(begin)

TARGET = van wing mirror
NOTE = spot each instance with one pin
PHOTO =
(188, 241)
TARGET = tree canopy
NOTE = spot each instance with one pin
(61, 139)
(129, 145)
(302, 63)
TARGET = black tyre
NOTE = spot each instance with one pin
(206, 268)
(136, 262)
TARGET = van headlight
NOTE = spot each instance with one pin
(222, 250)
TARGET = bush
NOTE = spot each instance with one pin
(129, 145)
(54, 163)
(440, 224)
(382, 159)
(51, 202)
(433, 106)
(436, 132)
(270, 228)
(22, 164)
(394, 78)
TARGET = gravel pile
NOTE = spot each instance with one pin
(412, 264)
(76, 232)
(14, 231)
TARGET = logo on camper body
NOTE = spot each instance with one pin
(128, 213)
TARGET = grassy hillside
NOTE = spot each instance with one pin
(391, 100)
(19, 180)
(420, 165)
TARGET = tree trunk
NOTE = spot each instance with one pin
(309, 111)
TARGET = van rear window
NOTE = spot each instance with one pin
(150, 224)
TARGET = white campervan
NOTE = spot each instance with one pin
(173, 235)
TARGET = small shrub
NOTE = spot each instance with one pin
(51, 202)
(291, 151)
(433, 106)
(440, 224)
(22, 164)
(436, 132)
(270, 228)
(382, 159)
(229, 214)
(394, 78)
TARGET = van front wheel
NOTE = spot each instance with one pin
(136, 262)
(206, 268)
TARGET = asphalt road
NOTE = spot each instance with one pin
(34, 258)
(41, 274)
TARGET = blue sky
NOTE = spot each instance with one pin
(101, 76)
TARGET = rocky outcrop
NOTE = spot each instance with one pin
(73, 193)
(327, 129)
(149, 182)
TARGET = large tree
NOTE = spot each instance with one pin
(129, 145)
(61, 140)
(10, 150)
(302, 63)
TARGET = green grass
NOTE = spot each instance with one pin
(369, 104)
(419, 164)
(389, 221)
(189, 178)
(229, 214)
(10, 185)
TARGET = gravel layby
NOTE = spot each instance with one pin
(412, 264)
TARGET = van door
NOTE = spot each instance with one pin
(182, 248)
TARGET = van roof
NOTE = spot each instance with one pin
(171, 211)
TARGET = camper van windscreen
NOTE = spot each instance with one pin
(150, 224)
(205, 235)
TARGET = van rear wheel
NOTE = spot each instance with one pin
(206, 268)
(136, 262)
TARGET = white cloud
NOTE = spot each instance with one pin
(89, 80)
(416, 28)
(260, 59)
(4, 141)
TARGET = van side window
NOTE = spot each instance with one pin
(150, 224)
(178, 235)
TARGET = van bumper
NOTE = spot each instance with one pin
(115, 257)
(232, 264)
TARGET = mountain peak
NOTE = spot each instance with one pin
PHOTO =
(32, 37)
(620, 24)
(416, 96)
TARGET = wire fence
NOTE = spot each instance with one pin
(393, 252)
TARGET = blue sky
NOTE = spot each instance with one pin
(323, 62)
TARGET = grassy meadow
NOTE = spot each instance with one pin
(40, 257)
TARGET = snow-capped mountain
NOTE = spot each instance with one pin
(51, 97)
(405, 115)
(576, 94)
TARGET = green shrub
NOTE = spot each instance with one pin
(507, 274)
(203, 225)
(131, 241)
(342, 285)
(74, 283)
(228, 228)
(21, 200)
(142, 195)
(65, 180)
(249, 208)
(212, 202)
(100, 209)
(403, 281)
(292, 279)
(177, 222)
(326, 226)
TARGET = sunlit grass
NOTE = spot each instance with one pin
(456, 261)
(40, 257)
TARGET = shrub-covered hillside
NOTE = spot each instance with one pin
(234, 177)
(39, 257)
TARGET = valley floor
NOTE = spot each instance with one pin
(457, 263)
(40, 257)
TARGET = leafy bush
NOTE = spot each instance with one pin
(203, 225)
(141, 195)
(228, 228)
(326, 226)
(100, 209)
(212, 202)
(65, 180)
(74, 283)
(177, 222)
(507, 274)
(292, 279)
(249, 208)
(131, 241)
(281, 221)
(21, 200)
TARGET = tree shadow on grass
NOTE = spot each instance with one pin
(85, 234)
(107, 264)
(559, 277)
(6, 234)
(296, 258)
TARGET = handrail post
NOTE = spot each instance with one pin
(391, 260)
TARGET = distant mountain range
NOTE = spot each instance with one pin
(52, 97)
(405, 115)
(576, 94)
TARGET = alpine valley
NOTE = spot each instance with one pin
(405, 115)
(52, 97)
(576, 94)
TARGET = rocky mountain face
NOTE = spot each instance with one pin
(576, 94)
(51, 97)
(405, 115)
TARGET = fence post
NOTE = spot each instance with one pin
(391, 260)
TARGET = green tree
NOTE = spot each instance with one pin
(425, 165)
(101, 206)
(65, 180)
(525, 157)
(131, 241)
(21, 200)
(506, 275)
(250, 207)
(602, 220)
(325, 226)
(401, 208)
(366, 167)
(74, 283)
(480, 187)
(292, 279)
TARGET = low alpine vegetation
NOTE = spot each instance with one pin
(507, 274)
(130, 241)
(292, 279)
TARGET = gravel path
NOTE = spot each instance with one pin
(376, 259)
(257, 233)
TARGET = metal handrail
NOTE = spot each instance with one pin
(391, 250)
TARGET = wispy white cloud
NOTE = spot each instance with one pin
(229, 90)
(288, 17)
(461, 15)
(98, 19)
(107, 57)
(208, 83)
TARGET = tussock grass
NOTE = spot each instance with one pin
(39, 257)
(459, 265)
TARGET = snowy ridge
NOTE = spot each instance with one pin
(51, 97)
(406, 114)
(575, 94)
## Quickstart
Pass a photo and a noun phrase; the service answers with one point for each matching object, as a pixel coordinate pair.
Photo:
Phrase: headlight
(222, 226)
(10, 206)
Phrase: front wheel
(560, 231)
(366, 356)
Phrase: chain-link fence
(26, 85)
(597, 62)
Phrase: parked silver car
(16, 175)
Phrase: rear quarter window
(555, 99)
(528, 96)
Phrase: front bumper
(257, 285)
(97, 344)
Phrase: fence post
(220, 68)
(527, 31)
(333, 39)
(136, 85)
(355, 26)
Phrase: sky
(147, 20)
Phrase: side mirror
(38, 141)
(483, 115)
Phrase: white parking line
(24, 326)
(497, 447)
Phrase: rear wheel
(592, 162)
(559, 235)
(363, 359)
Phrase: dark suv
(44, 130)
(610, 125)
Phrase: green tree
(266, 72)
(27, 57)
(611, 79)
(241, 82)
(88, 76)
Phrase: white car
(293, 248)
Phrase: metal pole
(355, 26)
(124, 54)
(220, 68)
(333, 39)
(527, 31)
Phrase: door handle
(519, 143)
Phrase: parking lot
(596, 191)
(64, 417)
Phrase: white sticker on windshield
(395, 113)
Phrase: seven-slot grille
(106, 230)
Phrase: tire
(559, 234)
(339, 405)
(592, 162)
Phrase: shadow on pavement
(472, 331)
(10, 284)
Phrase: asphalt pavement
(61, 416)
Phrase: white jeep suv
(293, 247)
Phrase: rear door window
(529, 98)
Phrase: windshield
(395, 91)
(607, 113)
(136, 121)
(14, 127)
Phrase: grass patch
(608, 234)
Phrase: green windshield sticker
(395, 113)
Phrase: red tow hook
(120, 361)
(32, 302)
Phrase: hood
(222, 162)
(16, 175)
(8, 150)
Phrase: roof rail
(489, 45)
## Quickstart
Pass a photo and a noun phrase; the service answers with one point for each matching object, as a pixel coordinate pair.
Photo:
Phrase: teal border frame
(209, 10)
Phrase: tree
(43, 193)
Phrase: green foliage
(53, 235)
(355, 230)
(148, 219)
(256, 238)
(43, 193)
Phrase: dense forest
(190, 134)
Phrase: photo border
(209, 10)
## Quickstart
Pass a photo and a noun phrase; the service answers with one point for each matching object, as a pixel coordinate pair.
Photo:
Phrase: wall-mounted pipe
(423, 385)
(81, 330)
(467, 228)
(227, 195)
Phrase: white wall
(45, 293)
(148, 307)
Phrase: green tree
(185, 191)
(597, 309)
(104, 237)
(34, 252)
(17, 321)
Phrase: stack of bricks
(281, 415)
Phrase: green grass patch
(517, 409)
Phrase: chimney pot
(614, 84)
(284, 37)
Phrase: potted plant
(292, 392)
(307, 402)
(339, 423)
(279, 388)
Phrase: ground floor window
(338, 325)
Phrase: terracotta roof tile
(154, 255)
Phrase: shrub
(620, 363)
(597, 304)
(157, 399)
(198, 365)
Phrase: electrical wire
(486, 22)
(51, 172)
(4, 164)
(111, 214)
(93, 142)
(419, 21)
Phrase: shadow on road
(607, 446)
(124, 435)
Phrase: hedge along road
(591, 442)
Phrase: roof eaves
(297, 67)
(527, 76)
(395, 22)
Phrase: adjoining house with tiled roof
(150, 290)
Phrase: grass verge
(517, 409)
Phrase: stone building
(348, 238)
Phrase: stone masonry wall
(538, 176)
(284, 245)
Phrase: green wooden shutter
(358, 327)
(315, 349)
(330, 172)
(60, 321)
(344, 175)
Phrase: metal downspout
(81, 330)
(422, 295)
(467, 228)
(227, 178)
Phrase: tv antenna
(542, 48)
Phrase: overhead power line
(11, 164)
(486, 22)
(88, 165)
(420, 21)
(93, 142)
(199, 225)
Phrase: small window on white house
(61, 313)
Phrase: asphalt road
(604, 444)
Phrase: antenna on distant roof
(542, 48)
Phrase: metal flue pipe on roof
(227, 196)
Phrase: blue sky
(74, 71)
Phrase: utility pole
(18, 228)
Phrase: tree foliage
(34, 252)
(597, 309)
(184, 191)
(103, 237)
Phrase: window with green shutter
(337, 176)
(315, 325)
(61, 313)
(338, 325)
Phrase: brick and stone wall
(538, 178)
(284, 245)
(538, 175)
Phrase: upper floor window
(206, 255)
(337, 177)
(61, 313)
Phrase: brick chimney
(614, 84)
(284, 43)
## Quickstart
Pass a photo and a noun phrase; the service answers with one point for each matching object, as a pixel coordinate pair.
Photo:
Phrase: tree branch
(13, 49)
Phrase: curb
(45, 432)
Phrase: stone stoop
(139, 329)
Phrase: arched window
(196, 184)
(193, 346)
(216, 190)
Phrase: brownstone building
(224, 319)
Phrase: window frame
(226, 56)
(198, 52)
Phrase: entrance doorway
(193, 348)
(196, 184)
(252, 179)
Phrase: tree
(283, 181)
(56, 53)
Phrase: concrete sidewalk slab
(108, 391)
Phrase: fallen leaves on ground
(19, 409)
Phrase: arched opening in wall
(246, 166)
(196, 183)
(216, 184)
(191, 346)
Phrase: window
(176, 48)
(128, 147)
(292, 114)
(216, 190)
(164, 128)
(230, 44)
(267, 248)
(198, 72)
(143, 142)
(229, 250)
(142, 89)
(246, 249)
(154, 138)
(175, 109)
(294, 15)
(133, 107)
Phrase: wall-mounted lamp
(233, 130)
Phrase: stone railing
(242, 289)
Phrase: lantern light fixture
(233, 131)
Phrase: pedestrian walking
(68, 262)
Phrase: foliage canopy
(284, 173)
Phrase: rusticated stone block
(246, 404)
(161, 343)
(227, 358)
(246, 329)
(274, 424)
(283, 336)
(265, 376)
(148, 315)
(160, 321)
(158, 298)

(end)

▶ _INSTRUCTIONS FOR THE TASK_
Convert the items above into a numbered list, starting at the line that contains "Phrase: entrance doorway" and running through the final line of the items, with blank lines omitted.

▶ _THE SOLUTION_
1. Phrase: entrance doorway
2. (193, 348)
3. (196, 184)
4. (252, 179)
5. Phrase: tree
6. (283, 181)
7. (56, 53)
8. Phrase: concrete sidewalk slab
9. (108, 391)
10. Phrase: fallen leaves on ground
11. (19, 409)
12. Phrase: arched opening in wall
13. (246, 166)
14. (196, 183)
15. (216, 184)
16. (191, 346)
17. Phrase: window
18. (176, 48)
19. (128, 147)
20. (292, 114)
21. (216, 190)
22. (164, 128)
23. (230, 44)
24. (267, 248)
25. (198, 72)
26. (143, 142)
27. (229, 250)
28. (142, 89)
29. (246, 249)
30. (154, 138)
31. (175, 109)
32. (294, 15)
33. (133, 107)
34. Phrase: wall-mounted lamp
35. (233, 130)
36. Phrase: stone railing
37. (242, 289)
38. Phrase: lantern light fixture
39. (233, 131)
40. Phrase: pedestrian walking
41. (68, 262)
42. Phrase: foliage canopy
43. (284, 173)
44. Phrase: rusticated stone block
45. (246, 404)
46. (161, 343)
47. (227, 358)
48. (246, 329)
49. (274, 424)
50. (283, 336)
51. (265, 376)
52. (148, 315)
53. (160, 321)
54. (158, 298)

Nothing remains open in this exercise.